What to produce: Every line below that holds the word "wheel" must be listed.

Material for this exercise:

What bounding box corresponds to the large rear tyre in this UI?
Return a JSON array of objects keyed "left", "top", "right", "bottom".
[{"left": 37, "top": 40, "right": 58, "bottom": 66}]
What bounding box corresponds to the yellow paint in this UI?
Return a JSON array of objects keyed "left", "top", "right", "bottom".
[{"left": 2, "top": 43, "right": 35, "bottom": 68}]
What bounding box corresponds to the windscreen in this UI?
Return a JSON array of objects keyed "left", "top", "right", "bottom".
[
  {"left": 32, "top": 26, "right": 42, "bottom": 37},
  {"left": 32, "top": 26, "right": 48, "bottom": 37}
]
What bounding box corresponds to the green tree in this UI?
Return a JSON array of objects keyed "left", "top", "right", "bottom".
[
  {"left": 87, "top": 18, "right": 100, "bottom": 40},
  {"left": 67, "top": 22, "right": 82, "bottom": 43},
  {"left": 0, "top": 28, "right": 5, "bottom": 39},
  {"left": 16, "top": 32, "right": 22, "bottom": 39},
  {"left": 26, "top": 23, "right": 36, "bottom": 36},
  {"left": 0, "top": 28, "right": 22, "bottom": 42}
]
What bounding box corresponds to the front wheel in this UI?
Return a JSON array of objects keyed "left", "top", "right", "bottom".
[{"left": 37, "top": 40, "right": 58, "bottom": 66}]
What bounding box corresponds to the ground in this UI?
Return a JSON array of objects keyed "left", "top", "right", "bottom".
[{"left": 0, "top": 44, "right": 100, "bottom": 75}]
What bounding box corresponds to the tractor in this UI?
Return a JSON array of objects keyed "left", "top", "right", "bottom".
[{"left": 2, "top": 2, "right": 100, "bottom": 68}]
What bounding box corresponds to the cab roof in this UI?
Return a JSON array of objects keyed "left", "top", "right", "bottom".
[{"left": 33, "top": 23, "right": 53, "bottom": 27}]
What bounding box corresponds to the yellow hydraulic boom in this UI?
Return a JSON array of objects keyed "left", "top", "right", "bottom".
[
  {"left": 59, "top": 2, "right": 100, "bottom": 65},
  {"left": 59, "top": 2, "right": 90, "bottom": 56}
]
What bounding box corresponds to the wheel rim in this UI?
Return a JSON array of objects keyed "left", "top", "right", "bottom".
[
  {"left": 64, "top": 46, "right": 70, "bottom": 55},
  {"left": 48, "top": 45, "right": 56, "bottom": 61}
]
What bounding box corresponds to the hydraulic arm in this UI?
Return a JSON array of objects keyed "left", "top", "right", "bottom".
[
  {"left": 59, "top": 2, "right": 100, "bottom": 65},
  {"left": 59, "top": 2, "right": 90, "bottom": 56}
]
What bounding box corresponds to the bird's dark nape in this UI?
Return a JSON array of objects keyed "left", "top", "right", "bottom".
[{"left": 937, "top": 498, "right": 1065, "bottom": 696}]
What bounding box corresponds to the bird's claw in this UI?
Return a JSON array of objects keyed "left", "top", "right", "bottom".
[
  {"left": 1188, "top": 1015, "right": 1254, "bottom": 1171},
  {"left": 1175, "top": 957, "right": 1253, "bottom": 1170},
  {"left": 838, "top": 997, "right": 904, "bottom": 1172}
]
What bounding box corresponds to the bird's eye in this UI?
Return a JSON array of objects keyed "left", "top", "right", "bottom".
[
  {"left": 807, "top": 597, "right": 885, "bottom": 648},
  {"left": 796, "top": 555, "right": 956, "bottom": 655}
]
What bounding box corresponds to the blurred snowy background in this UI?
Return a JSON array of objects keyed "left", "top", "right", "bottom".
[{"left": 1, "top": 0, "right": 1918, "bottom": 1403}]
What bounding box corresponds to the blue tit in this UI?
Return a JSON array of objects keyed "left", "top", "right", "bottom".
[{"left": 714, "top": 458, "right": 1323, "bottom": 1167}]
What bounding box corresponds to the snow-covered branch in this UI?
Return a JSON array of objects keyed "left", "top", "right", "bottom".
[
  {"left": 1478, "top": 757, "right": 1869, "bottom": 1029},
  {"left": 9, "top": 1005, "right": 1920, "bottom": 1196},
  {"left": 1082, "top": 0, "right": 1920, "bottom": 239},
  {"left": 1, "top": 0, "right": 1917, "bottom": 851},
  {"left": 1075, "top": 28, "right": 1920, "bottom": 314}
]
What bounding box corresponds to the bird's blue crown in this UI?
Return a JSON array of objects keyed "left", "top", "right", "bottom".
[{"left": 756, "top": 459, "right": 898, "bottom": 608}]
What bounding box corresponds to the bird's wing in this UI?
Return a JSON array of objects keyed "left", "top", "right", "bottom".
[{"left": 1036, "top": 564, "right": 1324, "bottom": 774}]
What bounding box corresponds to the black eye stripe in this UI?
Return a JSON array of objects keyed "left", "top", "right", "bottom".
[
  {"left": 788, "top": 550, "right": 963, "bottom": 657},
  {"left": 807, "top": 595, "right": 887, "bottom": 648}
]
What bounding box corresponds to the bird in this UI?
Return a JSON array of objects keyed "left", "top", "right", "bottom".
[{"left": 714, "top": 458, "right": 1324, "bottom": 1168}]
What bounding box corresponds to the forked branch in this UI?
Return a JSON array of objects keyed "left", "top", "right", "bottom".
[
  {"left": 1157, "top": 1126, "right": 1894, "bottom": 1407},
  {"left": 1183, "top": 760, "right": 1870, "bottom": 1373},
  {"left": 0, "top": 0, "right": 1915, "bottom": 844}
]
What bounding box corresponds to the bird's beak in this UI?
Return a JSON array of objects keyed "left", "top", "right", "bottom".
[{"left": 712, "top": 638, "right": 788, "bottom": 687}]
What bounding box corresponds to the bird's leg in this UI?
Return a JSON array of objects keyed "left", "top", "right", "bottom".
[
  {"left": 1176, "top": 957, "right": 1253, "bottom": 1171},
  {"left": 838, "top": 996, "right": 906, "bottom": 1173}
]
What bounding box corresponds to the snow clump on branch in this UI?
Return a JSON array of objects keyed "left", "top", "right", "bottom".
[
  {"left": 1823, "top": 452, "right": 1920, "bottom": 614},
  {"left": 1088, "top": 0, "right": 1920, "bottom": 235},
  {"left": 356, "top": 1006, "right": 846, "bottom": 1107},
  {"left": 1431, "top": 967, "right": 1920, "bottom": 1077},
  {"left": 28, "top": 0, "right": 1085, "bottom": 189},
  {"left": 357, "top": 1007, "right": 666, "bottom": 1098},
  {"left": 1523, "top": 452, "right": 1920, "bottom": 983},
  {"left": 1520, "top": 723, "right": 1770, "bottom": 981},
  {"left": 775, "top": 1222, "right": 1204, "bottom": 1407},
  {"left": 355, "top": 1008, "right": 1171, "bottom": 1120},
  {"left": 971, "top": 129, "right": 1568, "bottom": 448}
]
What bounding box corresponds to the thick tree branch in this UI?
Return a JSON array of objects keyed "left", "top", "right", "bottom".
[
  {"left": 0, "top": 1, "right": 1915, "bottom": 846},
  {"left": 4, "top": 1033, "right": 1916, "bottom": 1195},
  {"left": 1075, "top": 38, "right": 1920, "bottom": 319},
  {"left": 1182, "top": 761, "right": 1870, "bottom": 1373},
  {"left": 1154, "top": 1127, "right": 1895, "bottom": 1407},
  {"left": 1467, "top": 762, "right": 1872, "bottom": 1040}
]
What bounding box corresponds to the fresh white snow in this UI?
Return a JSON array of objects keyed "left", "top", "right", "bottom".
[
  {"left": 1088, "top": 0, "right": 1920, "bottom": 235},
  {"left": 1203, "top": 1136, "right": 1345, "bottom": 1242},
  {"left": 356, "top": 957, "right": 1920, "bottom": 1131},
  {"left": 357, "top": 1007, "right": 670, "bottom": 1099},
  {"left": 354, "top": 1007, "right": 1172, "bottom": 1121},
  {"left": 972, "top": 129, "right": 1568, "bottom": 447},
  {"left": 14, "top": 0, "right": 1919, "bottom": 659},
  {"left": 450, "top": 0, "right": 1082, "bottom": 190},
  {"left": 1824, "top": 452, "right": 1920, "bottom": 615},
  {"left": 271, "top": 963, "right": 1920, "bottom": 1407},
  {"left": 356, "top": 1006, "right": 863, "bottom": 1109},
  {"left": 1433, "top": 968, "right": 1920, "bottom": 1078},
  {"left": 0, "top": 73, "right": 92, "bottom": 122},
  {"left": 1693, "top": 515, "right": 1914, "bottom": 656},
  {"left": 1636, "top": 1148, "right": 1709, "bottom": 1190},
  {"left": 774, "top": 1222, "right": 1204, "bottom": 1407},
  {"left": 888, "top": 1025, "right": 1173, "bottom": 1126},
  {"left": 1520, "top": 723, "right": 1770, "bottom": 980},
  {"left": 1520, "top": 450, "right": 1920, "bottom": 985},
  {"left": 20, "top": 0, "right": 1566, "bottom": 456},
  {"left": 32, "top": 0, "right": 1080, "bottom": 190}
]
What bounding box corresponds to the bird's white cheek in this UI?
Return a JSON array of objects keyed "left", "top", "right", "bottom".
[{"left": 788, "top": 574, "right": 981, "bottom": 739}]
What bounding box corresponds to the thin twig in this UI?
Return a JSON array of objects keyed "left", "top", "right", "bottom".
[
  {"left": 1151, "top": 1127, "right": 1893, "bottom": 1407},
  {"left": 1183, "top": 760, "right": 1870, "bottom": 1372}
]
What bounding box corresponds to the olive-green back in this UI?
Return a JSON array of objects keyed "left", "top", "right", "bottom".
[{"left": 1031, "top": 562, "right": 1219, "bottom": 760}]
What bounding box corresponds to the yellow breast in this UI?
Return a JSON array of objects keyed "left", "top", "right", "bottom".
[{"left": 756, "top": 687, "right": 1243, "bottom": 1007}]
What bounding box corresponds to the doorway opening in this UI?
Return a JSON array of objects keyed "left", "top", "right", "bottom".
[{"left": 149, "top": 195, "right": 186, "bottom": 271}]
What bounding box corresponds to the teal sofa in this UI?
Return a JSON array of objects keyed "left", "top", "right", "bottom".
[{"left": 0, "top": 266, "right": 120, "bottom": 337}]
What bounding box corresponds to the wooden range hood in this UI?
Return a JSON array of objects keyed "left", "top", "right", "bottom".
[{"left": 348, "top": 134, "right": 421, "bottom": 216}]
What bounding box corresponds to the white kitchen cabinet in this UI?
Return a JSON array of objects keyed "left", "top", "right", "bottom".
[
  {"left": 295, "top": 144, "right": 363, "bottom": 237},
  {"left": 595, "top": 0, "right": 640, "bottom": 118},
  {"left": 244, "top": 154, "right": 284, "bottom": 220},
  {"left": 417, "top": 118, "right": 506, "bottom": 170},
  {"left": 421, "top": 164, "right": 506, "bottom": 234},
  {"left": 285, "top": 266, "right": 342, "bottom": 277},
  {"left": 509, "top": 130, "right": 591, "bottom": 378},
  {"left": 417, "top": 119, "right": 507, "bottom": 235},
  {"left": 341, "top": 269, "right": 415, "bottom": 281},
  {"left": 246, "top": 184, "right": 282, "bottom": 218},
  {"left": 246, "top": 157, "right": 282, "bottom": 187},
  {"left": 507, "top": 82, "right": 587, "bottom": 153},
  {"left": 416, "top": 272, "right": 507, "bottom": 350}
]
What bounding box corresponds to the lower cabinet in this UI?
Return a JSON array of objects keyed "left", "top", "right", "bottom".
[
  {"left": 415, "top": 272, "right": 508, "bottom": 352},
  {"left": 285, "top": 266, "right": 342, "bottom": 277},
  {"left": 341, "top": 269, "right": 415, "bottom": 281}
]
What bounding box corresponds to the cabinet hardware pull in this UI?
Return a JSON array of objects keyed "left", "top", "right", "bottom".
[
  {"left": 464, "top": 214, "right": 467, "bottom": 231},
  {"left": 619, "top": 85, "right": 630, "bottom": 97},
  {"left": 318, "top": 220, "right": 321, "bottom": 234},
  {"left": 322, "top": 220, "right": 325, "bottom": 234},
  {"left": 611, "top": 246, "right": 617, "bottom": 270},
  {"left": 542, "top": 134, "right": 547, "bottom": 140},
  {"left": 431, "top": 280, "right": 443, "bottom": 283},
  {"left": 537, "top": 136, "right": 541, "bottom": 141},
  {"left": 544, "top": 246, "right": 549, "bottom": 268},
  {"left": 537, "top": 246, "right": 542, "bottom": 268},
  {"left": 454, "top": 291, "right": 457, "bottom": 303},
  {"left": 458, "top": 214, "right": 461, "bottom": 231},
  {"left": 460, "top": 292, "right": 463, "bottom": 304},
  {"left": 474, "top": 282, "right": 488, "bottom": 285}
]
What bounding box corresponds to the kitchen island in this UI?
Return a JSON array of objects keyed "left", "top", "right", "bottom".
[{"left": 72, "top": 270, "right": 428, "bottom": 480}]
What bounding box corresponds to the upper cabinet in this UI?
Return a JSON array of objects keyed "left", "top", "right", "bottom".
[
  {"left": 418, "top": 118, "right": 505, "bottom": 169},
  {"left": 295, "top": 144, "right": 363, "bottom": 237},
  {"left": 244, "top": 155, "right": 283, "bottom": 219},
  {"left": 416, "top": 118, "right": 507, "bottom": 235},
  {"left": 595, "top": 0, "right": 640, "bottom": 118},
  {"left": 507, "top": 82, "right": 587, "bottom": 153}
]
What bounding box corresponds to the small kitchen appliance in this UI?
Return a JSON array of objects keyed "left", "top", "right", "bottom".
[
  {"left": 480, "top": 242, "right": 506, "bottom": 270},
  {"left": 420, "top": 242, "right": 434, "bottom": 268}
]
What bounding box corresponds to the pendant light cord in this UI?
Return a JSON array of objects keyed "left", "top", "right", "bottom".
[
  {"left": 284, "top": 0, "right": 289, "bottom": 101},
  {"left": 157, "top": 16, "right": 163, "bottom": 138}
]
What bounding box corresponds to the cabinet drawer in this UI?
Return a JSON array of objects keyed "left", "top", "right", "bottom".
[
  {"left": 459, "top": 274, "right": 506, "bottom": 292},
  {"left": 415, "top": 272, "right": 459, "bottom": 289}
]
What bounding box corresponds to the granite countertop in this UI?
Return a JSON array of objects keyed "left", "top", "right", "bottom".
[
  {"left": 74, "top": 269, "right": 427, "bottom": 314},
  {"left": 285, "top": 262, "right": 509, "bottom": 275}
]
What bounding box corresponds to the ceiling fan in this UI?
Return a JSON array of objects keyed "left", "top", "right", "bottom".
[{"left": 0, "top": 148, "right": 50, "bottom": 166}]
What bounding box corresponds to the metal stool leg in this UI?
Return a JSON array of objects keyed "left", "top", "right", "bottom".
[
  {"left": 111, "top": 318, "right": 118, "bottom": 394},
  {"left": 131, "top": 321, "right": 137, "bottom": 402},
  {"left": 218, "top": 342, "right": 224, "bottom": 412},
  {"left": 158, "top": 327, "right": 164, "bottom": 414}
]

Answer box:
What bounding box corresponds to the front wheel in this UI?
What bounding box corresponds to the wheel rim in this UI?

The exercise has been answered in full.